Would you retype each of the records exactly as shown?

START Exercise data

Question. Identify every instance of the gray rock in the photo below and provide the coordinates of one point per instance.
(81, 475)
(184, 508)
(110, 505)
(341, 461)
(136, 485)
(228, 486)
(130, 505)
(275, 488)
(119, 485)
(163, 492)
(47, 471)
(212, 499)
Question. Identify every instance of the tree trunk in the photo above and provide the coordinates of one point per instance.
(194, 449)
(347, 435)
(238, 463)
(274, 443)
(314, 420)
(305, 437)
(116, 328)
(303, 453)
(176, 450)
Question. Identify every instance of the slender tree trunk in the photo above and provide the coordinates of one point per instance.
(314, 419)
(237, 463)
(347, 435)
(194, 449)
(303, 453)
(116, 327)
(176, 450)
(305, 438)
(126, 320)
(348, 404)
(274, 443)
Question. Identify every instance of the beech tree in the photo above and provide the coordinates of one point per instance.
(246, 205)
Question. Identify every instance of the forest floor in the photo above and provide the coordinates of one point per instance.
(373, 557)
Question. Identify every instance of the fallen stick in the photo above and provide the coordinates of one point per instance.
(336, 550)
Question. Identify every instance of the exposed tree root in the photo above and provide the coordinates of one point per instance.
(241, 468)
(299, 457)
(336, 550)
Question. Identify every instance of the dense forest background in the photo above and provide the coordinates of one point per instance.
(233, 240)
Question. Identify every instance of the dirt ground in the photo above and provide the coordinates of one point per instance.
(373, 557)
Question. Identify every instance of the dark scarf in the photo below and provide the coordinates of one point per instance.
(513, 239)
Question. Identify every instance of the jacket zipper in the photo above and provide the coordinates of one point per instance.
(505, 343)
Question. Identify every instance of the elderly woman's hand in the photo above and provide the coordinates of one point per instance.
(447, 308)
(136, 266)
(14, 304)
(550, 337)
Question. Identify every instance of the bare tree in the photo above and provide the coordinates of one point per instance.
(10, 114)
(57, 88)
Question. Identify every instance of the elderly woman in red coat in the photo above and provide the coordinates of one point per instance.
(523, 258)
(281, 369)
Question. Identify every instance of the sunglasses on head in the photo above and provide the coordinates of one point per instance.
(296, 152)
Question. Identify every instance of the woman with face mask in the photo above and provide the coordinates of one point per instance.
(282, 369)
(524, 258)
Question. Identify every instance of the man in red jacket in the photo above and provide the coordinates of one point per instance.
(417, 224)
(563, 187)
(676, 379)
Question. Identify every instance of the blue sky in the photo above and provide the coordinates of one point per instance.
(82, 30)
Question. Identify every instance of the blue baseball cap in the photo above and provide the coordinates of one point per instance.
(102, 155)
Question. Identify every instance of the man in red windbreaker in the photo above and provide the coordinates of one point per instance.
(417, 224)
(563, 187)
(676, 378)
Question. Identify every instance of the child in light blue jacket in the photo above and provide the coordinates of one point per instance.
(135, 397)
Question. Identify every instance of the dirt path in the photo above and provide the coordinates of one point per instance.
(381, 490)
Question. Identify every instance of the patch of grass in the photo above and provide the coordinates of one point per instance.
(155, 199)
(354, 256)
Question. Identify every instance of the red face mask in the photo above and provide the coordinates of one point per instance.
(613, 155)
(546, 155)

END Exercise data

§ **Solution for this problem**
Question. Identify every instance of the gray rock in the photo below and provide the coordinates of one point per instance.
(81, 475)
(184, 508)
(110, 505)
(341, 461)
(136, 485)
(228, 486)
(130, 505)
(275, 488)
(119, 485)
(163, 492)
(47, 471)
(212, 499)
Question. Identify every instance of the tree trunk in the photo above and provide the coordinates of one point per instance.
(194, 449)
(347, 435)
(238, 463)
(274, 443)
(314, 420)
(305, 437)
(116, 328)
(303, 453)
(176, 450)
Question. Identify every instance of the slender tree trunk in the photo above and provide the coordinates of one point per instance.
(314, 419)
(237, 463)
(347, 435)
(194, 449)
(303, 453)
(116, 327)
(176, 450)
(305, 438)
(126, 320)
(348, 404)
(274, 443)
Question. Identify every instance of the beech tree in the photo above and provide the coordinates of one point per instance.
(246, 205)
Question. Identify every instance of the forest floor in the photo above and provide the coordinates of one point per instance.
(373, 557)
Question. Identify every instance of the fallen stick in the photo above and provide the coordinates of one point per instance.
(336, 550)
Question. Identify every instance of the exposed tree root in the photo above and provide the coordinates of one point per instance.
(241, 468)
(299, 457)
(336, 550)
Question. Identify every instance of the dense forest background in the photo above and provide the coordinates of one point per instance.
(233, 240)
Question. Identify every instance of the dirt ground in the photo above and provide the coordinates of one point per instance.
(373, 557)
Question. Identify every instance of the dark scarf in the photo below and provide the coordinates of one point per instance.
(513, 239)
Question. Identify every instance of the jacket zipper in the photo above and provide the coordinates of one point per instance.
(505, 343)
Question. Identify every instance of the elderly woman's hand in the photo above and provide the coordinates of one point per instance.
(447, 308)
(136, 266)
(14, 304)
(550, 337)
Question. Identify every instance of the bare tree in the photo above and provide the coordinates of one point per instance.
(10, 114)
(57, 88)
Question. Identify every instance of the elderly woman in red coat in the photo above and provide the coordinates of one point per instance.
(523, 258)
(281, 369)
Question. Identify every instance of the sunglasses on head in the photo above and provide the coordinates of one point per instance.
(296, 152)
Question. Identify every instance of the woman with face mask in the photo above and provide the coordinates of one point per instance.
(282, 369)
(524, 258)
Question. Identify every instance of the man in red jacket in the photo above and provide the coordinates of one point per instance.
(417, 224)
(563, 187)
(676, 379)
Question. Identify every instance of the blue sky in the photo above and provide the coordinates of one point per instance.
(82, 30)
Question. Identify every instance of the blue baseball cap in the photo above and provide the coordinates of one point per instance.
(102, 155)
Question. Identify every instance of the man in red windbreaker in the photo above and provide the coordinates of one point per instance.
(417, 224)
(563, 187)
(676, 378)
Question. Identify every instance of the child in light blue jacket in the photo above and provide the coordinates of one point per instance.
(135, 397)
Question. Identify every instance of the dirt path in the photo above and provide the coordinates of one point per instance.
(381, 490)
Question. Identify every instance of the patch of grass in the photo above and provide the coordinates of one point per instance.
(155, 199)
(354, 256)
Question. Identify every instance of the red face mask in the photo above and provide the coordinates of one point per instance.
(613, 155)
(546, 155)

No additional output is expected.